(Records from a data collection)

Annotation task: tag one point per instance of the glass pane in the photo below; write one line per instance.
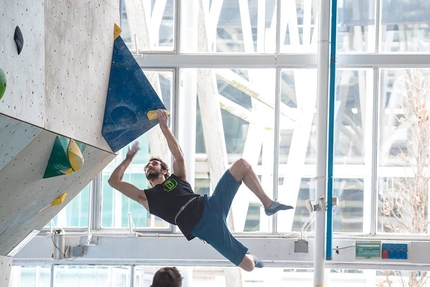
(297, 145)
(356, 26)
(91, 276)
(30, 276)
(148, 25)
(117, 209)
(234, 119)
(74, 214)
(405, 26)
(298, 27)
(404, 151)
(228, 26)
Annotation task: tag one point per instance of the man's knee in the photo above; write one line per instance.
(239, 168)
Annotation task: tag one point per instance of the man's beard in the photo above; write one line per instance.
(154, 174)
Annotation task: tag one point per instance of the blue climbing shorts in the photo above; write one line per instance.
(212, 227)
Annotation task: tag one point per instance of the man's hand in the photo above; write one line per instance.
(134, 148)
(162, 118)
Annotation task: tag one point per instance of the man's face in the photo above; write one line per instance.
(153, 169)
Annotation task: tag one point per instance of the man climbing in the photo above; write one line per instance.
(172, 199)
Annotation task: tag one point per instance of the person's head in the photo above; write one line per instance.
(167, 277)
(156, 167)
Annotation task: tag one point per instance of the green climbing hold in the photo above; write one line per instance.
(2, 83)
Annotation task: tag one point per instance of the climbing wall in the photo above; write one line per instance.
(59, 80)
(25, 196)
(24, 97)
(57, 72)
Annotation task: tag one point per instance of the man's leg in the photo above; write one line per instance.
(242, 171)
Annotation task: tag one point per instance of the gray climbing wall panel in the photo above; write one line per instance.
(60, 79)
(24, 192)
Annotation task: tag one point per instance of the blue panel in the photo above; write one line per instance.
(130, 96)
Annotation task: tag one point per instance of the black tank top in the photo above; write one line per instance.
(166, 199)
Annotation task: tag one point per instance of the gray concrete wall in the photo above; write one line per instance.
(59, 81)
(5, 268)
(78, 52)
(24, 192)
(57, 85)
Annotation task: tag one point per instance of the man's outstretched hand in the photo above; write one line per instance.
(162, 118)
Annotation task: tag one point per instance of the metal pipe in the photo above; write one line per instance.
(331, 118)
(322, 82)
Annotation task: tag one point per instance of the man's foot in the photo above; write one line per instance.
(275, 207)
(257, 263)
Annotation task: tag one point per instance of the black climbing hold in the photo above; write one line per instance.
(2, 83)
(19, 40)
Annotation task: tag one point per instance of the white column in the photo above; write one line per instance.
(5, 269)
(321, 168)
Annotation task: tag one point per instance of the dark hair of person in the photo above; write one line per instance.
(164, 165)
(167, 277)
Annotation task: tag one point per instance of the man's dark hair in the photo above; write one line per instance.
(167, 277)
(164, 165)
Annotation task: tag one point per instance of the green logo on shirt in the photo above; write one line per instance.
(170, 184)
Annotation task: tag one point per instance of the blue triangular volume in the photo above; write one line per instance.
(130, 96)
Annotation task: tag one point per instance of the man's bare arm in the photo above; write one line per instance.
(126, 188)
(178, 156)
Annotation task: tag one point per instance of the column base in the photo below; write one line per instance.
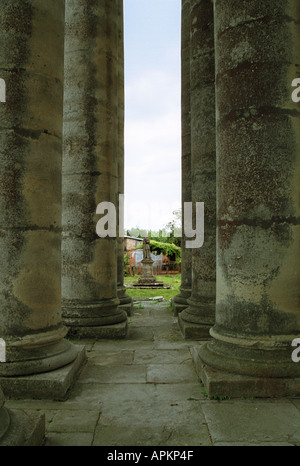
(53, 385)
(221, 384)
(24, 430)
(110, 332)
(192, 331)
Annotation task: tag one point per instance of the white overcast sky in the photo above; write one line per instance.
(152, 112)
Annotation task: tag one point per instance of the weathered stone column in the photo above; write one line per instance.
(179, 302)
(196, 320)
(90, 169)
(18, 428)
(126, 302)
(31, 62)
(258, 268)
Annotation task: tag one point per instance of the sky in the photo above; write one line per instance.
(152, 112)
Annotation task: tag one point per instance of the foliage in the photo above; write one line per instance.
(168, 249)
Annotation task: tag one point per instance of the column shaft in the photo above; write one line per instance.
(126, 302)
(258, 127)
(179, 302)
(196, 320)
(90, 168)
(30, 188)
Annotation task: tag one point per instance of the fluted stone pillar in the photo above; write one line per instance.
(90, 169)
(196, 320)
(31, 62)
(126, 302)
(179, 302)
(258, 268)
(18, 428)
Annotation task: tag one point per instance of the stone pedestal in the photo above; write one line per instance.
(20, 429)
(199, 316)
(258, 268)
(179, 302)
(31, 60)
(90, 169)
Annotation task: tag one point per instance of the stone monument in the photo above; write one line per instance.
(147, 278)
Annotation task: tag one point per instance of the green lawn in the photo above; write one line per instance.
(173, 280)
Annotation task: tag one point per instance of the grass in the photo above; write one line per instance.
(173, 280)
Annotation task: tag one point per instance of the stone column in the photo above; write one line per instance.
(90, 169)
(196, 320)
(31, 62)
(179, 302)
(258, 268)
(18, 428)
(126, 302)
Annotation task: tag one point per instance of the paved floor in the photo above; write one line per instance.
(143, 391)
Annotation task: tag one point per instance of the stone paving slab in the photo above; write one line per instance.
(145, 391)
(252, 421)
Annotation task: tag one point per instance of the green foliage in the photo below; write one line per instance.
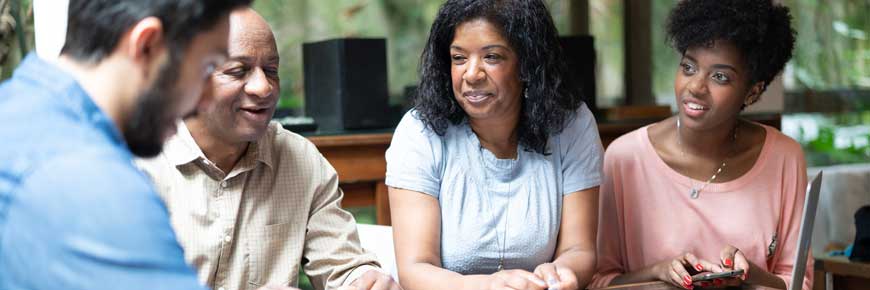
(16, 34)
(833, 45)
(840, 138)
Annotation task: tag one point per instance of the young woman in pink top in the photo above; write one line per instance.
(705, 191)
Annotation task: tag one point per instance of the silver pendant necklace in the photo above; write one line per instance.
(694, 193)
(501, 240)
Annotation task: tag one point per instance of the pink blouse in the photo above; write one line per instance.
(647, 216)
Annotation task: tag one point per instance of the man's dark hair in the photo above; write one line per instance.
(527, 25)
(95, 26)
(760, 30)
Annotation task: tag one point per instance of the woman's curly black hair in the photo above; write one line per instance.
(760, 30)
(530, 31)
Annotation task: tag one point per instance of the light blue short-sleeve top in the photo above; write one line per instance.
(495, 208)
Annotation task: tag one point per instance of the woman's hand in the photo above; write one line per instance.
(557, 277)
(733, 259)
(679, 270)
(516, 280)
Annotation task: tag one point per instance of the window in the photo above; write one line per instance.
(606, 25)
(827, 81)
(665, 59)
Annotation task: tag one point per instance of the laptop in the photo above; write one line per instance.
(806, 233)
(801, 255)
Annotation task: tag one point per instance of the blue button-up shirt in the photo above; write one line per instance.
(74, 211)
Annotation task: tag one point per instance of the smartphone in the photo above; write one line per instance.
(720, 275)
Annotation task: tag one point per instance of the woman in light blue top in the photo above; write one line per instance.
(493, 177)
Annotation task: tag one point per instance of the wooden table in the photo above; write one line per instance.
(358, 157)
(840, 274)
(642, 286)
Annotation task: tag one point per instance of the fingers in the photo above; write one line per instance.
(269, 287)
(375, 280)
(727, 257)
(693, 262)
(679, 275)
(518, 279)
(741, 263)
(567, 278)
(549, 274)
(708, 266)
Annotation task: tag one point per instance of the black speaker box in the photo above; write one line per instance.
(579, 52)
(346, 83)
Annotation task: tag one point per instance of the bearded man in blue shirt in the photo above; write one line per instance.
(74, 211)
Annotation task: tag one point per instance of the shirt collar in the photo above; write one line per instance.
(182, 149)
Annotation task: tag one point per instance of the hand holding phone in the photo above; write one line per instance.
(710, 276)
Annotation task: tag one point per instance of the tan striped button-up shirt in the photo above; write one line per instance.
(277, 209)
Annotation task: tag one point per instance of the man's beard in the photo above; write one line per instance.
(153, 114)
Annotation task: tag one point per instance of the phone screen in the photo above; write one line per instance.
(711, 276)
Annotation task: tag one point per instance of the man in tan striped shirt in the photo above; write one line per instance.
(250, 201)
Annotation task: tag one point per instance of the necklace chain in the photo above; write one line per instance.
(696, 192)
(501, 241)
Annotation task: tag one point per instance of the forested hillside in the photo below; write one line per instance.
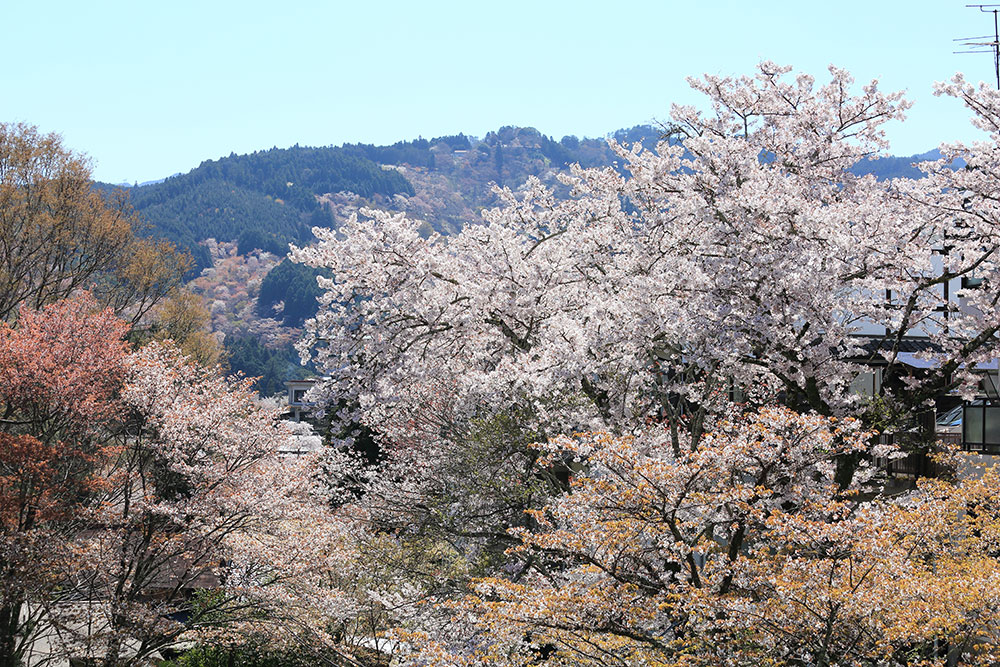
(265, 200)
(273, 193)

The problem:
Set down every entry above without alteration, but print no images.

Result:
Annotation task: tag one point per instance of the glass pane in the photo below; write one line per instance.
(297, 145)
(356, 26)
(91, 276)
(30, 276)
(148, 25)
(117, 209)
(234, 119)
(74, 214)
(405, 26)
(298, 27)
(404, 151)
(228, 26)
Annotation task: tag one point per instance of the man's knee in the photo above; write one line per instance.
(239, 168)
Annotation task: tag one point per instance of the man's beard in the photo above; write one line per instance.
(154, 174)
Annotation task: tag one point per instance of the blue climbing shorts in the photo above; write one line per instance.
(212, 227)
Annotation task: tag one point per instance of the man's hand in the photo above; write one line per instance.
(134, 148)
(162, 118)
Annotation task: tag one point per instance of the man's face in the photo above; write one line per instance.
(153, 169)
Annotation task: tag one point per instance of the man climbing in the photo above; write one line per instance.
(172, 199)
Annotation task: tag one point per instance of the person's head in the photo above; write one line per instance.
(167, 277)
(156, 167)
Annotation task: tag one point per instance of the green climbing hold in the photo above; write one line per instance.
(2, 83)
Annotation task: tag one point per instance of the climbing wall in the photo above; write one line per instance.
(59, 80)
(25, 196)
(24, 97)
(57, 72)
Annotation task: tag one point per instance of the man's leg in the photo above; write one line per instance.
(242, 171)
Annotation task: tag one point per instance of the gray climbing wall panel in the photo above; write one line per instance.
(60, 79)
(24, 192)
Annotation task: tag one point per instance of the blue panel in the photo above; write one line per instance.
(130, 96)
Annotation task: tag one point per instance of the black tank top in the photo above; write one line per instance.
(166, 199)
Annotation task: tag one point per instance of the gray concrete wall in the photo above; write one line per instance.
(59, 81)
(5, 268)
(78, 52)
(24, 192)
(57, 85)
Annotation task: tag one point per instance of the man's outstretched hand in the photo above; write one line per instance.
(162, 118)
Annotation task: tag one point per instance of the metal pipe in the photo above; write one line per instance.
(331, 118)
(322, 82)
Annotation task: tag one point per instance of the man's foot in the photo above; write one line per instance.
(275, 207)
(257, 263)
Annotation task: tag one point per instance of the black climbing hold in the photo above; write one line per instance.
(2, 83)
(19, 40)
Annotation task: tag one point per instance of the white column in the photo above; write one line per instance.
(5, 269)
(321, 168)
Annotation task: tag one point per instance of the dark hair of person in the photo above; write one line per instance.
(164, 165)
(167, 277)
Annotation task: tag one point per instance of the man's dark hair in the photo above; write one line per instance.
(167, 277)
(164, 165)
Annotation task: tag one point per instance of the green logo on shirt in the photo above; write one line per instance.
(170, 184)
Annotation task: tag one point per instance of the blue triangular volume in the photo above; write one line per instance.
(130, 96)
Annotation task: tag one point per instance of the man's bare arm in the photo above; write one line per instance.
(126, 188)
(178, 156)
Annotation task: tag one point per instance of the column base in the photo below; write one line per instance.
(53, 385)
(221, 384)
(24, 430)
(110, 332)
(192, 331)
Annotation task: tag one point per instance of the white overcast sky in the photo above; write one line per instance.
(152, 112)
Annotation task: tag one point per instance of the weathered stone column in the photo above; write one line per instance.
(179, 302)
(196, 320)
(90, 169)
(18, 428)
(126, 302)
(31, 62)
(258, 268)
Annotation task: tag one point per instance of the sky in the photo above; write one line per instance.
(152, 112)
Annotation task: tag one point per instance of the foliage in the photo above; write one line per instance.
(168, 249)
Annotation task: tag one point per instance of the column shaft in the photo above; write one line per instance.
(126, 302)
(258, 127)
(179, 302)
(196, 320)
(90, 168)
(30, 188)
Annotation task: tag one point per instance of the fluted stone pillar in the photo above; write one line per instance.
(90, 169)
(196, 320)
(31, 62)
(126, 302)
(179, 302)
(258, 268)
(18, 428)
Annotation task: tag one point per instance of the stone pedestal in the photo above; write one line per instance.
(20, 429)
(199, 316)
(258, 268)
(179, 302)
(31, 60)
(90, 169)
Annotation task: tag one point per instance of the stone monument in the photo above; write one line per instance.
(147, 278)
Annotation task: tag one point per instance of the green lawn in the photo above; write one line per instance.
(173, 280)
Annotation task: tag one point per instance of the grass in the photo above; write one line per instance.
(173, 280)
Annotation task: tag one point per instance of the stone column in the photo above; write one line per instance.
(90, 169)
(196, 320)
(31, 62)
(179, 302)
(258, 268)
(18, 428)
(126, 302)
Annotation task: tag one point per instance of the paved floor in the photo above; write one line per instance.
(143, 391)
Annotation task: tag one point per instance of the stone paving slab in the photo above; write one line per instance.
(145, 391)
(252, 421)
Annotation task: tag one point per instance of the green foliage in the photo below; write one line per instance.
(16, 34)
(833, 45)
(840, 138)
Annotation task: tag one point per instance of the young woman in pink top in the photo above; write one line per instance.
(705, 191)
Annotation task: tag one point per instance of the silver pendant necklace in the photo above; write one line per instance.
(694, 193)
(501, 240)
Annotation task: tag one point per instance of the pink blouse in the photo above; write one line per instance.
(647, 216)
Annotation task: tag one point per instance of the man's dark hair in the photo above; write one line per instance.
(527, 25)
(95, 26)
(760, 30)
Annotation task: tag one point per instance of the woman's curly black hair in the photo above; write one line per instance.
(760, 30)
(530, 31)
Annotation task: tag one point per instance of the light blue short-sleeve top in the photo above; write one line per instance.
(495, 208)
Annotation task: tag one point per instance of the woman's hand in the photo above; write one line per instance.
(557, 277)
(733, 259)
(679, 270)
(516, 280)
Annotation task: tag one point per instance of the window in the photo above; write one line per instance.
(606, 25)
(827, 81)
(665, 59)
Annotation task: tag one point per instance of the laptop in the photo above; write one line per instance.
(806, 233)
(801, 255)
Annotation task: tag one point per instance of the blue button-up shirt in the photo above; write one line per instance.
(74, 211)
Annotation task: tag one point per instance of the smartphone in the photo above; write one line per instance.
(720, 275)
Annotation task: tag one point per instance of the woman in light blue top in the photo above; write one line per instance.
(493, 177)
Annotation task: tag one point per instance of the wooden table in the photo above; write one line per instance.
(358, 157)
(840, 274)
(642, 286)
Annotation task: tag one point per instance of the fingers in the photo above; write one line per instance.
(269, 287)
(375, 280)
(727, 257)
(693, 262)
(679, 275)
(518, 279)
(741, 263)
(567, 278)
(549, 274)
(708, 266)
Annotation task: tag one point per instance of the black speaker box in the photo above; write one line per instance.
(579, 52)
(346, 83)
Annotation task: tag one point per instance of the bearded man in blue shirt in the photo above; write one line per instance.
(74, 211)
Annotation task: tag one point per instance of the shirt collar in the photo above; write one line per instance.
(182, 149)
Annotation task: tag one point per instance of the hand holding phone in the photo above; write one line per instance.
(710, 276)
Annotation task: tag one point per instance of the tan striped button-up shirt in the photo above; write one line per instance.
(277, 209)
Annotation task: tag one point per instance of the man's beard in the photo above; write one line per instance.
(153, 114)
Annotation task: tag one point per instance of the phone screen in the photo above; write one line per instance.
(711, 276)
Annotation task: tag one point per instance of the man in tan striped shirt in the photo above; write one line per instance.
(250, 201)
Annotation task: tag one point per instance of the necklace chain in the photo above; write one line per instance.
(696, 192)
(501, 241)
Annotation task: tag one point per instance of the forested hillside in the photo below; write one line per instance.
(265, 200)
(273, 193)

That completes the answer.